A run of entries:
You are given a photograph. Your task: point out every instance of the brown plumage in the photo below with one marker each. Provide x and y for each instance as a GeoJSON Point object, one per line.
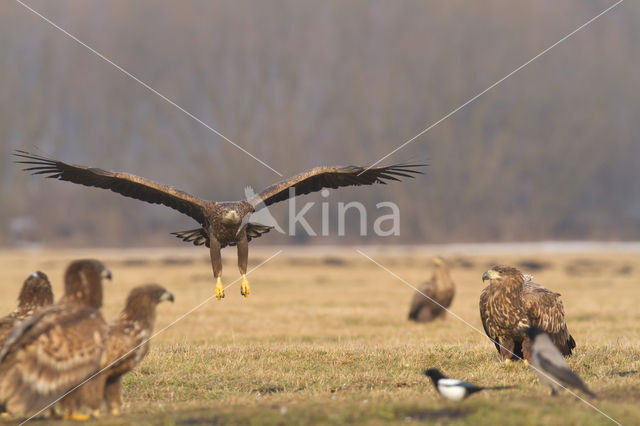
{"type": "Point", "coordinates": [57, 348]}
{"type": "Point", "coordinates": [222, 223]}
{"type": "Point", "coordinates": [509, 304]}
{"type": "Point", "coordinates": [35, 293]}
{"type": "Point", "coordinates": [128, 343]}
{"type": "Point", "coordinates": [440, 288]}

Exercise directions:
Return every line of the entries above verbatim, but omit the pictures.

Written response:
You are given a photograph. Your task: point out every instance of the brown plumage in the photo below with one marker each. Provide x and y for each instance as a GeoJSON Point object, one per line.
{"type": "Point", "coordinates": [57, 348]}
{"type": "Point", "coordinates": [222, 223]}
{"type": "Point", "coordinates": [509, 304]}
{"type": "Point", "coordinates": [35, 293]}
{"type": "Point", "coordinates": [128, 343]}
{"type": "Point", "coordinates": [440, 288]}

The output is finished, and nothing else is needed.